■ THE DATA:
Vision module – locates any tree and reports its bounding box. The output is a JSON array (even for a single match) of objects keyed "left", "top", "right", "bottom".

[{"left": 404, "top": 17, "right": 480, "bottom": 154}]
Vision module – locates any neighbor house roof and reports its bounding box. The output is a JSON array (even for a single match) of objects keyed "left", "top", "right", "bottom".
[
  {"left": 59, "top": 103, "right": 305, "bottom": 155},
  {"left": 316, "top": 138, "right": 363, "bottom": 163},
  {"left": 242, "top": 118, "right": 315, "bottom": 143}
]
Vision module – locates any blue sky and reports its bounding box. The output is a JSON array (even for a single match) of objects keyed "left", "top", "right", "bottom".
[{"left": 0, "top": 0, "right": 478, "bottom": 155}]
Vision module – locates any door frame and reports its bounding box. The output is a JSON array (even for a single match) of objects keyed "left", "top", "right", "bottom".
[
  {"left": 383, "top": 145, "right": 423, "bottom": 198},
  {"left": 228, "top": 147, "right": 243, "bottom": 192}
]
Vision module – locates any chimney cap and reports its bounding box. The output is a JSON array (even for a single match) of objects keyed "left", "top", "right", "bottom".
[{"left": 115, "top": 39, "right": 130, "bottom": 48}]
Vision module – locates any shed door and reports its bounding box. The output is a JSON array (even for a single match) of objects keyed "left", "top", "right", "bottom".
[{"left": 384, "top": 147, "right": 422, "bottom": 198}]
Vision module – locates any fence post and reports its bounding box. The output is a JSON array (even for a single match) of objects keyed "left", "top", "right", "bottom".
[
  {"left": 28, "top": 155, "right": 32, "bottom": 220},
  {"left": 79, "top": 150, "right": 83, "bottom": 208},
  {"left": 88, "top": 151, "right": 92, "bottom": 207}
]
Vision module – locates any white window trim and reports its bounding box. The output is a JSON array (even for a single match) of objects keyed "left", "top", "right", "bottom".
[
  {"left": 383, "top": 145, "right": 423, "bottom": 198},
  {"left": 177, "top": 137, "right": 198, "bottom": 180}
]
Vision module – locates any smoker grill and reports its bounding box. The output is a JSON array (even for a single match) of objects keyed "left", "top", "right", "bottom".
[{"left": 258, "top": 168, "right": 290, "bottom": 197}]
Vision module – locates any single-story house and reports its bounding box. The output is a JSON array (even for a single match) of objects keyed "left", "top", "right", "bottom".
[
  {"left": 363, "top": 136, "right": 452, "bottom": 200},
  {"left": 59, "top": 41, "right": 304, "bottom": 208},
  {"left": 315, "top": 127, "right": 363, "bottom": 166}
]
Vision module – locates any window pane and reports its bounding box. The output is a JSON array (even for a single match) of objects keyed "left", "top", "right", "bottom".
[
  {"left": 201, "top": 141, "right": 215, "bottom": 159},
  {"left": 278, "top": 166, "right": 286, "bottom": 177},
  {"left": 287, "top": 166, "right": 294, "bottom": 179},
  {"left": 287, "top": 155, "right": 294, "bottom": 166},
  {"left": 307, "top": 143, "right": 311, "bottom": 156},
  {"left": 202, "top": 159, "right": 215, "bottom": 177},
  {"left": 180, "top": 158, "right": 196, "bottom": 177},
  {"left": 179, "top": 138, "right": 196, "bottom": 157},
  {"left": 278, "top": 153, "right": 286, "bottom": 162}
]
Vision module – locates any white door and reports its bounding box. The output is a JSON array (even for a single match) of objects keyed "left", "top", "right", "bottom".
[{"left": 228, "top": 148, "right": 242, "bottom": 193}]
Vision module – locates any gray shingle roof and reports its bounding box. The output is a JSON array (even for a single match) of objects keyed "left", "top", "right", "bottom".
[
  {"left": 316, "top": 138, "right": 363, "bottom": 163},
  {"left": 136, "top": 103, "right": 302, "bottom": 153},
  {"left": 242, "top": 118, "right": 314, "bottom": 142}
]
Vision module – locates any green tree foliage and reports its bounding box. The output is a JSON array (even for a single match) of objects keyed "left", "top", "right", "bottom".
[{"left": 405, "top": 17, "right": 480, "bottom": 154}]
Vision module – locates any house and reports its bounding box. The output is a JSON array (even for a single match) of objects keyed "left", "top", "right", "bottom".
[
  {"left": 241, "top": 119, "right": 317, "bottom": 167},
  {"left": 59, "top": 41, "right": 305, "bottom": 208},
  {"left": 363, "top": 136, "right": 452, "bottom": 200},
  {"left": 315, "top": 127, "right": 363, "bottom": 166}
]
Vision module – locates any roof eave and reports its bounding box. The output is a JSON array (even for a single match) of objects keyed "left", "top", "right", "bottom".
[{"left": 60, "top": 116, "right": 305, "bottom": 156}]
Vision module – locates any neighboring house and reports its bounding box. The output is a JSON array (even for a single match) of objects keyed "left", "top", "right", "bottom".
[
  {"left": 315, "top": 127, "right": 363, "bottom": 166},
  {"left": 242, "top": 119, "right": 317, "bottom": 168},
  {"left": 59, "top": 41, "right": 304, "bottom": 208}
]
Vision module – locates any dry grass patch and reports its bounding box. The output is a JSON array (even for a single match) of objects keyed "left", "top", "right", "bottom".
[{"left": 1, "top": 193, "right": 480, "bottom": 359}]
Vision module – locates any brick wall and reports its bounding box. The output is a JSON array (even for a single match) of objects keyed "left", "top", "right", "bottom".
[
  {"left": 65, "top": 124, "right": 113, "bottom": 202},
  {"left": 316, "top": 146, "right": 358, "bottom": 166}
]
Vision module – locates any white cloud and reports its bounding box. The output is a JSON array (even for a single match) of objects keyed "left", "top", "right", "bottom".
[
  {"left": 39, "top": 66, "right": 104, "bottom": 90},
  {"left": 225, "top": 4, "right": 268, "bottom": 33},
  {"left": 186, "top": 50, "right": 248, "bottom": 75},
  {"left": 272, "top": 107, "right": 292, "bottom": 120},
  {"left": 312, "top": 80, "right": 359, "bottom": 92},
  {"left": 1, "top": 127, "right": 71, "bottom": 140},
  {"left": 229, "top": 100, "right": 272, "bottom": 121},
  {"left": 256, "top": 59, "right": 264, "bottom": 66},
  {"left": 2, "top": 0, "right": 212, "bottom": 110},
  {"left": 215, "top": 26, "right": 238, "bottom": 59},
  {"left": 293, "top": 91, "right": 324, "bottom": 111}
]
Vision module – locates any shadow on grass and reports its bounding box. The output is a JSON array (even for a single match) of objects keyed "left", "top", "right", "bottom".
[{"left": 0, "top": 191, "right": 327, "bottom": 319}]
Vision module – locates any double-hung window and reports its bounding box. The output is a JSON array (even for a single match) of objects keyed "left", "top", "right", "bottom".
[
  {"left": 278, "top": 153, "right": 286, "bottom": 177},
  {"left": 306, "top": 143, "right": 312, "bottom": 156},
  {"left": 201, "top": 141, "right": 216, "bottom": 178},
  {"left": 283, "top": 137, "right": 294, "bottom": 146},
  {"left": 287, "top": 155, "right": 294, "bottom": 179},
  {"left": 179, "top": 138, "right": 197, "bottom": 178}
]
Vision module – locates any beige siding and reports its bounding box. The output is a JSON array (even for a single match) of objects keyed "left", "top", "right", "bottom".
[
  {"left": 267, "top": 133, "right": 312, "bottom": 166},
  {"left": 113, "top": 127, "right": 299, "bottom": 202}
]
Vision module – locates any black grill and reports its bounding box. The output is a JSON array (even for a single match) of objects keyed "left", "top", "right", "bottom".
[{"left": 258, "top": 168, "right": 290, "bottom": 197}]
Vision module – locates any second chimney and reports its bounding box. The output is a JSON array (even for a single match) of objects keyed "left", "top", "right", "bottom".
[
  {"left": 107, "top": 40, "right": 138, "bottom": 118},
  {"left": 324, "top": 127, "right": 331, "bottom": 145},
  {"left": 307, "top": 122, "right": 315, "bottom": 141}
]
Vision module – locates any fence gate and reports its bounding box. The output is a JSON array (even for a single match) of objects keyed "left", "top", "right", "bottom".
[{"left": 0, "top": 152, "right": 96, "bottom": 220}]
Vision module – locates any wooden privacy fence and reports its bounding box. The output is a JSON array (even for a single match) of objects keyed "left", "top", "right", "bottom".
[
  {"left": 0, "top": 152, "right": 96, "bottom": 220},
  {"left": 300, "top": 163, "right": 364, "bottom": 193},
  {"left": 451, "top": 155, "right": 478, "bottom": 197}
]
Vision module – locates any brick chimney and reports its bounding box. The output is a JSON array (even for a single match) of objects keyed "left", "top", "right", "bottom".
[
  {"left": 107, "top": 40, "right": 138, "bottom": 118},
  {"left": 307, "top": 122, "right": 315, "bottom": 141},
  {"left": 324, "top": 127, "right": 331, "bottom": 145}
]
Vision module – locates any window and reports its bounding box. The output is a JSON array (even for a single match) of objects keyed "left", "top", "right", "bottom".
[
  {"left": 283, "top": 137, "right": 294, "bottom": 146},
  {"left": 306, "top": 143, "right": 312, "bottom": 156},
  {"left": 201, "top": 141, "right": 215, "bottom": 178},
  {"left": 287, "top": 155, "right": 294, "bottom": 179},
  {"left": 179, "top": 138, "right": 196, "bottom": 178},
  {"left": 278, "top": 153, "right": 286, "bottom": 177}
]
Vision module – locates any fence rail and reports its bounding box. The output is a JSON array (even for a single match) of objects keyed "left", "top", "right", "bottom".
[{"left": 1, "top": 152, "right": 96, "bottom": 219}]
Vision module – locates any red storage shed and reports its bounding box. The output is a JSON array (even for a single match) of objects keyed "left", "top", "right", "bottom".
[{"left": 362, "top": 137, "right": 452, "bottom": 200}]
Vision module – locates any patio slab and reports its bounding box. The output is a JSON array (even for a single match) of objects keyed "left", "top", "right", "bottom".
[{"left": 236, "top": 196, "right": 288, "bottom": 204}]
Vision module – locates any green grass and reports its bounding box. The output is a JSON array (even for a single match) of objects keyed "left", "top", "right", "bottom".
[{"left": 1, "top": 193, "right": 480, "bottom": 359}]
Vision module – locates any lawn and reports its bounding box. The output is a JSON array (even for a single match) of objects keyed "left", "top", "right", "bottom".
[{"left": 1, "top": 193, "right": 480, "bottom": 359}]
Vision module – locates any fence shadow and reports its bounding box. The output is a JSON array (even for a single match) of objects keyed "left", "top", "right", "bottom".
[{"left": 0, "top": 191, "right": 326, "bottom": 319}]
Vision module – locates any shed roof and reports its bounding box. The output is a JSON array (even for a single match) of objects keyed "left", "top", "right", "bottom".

---

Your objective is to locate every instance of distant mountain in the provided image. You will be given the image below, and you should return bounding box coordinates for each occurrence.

■ WHAT YOU WILL DO:
All lines in the data above from the one with "Vision module – locates any fence shadow" through the one with "Vision module – locates any shed roof" must be repeated exactly, and no others.

■ WRITTEN RESPONSE:
Vision module – locates any fence shadow and reports its bounding box. The output is a JSON array (even for a single match) of objects keyed "left", "top", "right", "bottom".
[{"left": 0, "top": 191, "right": 326, "bottom": 319}]
Vision module – locates any shed roof and reports its bounding box. The output is a JSON array (even for a single match) of objects keyed "left", "top", "right", "bottom".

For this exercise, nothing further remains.